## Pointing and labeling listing
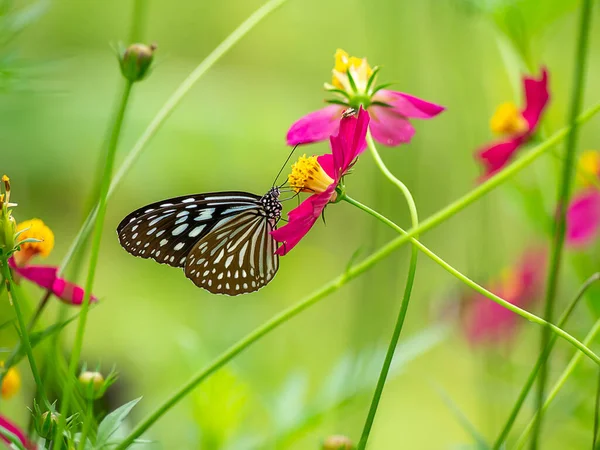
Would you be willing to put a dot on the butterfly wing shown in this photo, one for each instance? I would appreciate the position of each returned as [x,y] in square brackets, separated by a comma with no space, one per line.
[236,257]
[166,231]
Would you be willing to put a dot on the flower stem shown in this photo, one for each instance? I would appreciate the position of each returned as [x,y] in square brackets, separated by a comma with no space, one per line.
[558,386]
[166,110]
[362,267]
[95,250]
[596,415]
[541,359]
[466,280]
[335,284]
[12,298]
[410,277]
[563,200]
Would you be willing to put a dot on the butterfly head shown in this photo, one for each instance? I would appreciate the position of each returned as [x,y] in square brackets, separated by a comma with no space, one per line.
[272,204]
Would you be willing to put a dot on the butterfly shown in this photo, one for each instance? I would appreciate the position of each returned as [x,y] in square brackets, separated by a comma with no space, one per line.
[221,240]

## EXERCISE OBJECTIVE
Rewrite the entire listing above as a numbered list with no blank lines. Omit the pictures.

## RESPONSE TO THE EXERCISE
1. Would you be willing to put a dot on the butterfly wing shown in this photo, one for each instance? I would appreciate the position of each returned as [x,y] in square brackets, separated by a comma with no space, one per line.
2. [236,257]
3. [166,231]
4. Would you be willing to put a dot on the flower stem shown in this photo, one for each instance? I would appreciate the position of each returned as [x,y] in square brackets, separated by a comma with no space, one per line.
5. [558,386]
6. [166,110]
7. [362,267]
8. [95,250]
9. [596,415]
10. [541,359]
11. [466,280]
12. [335,284]
13. [12,298]
14. [410,277]
15. [563,200]
16. Would you be willing to put a dot on the butterfly head shown in this photo, one for each instance? I would appreciate the position of each returned as [x,y] in square brackets, separated by a comma with no space, one per line.
17. [272,204]
18. Would you be willing to put a dot on the butterfly shown in this photo, one for each instance? I would appreciate the position of each returned as [x,y] in square brackets, separated by a comma with no space, one per line.
19. [221,240]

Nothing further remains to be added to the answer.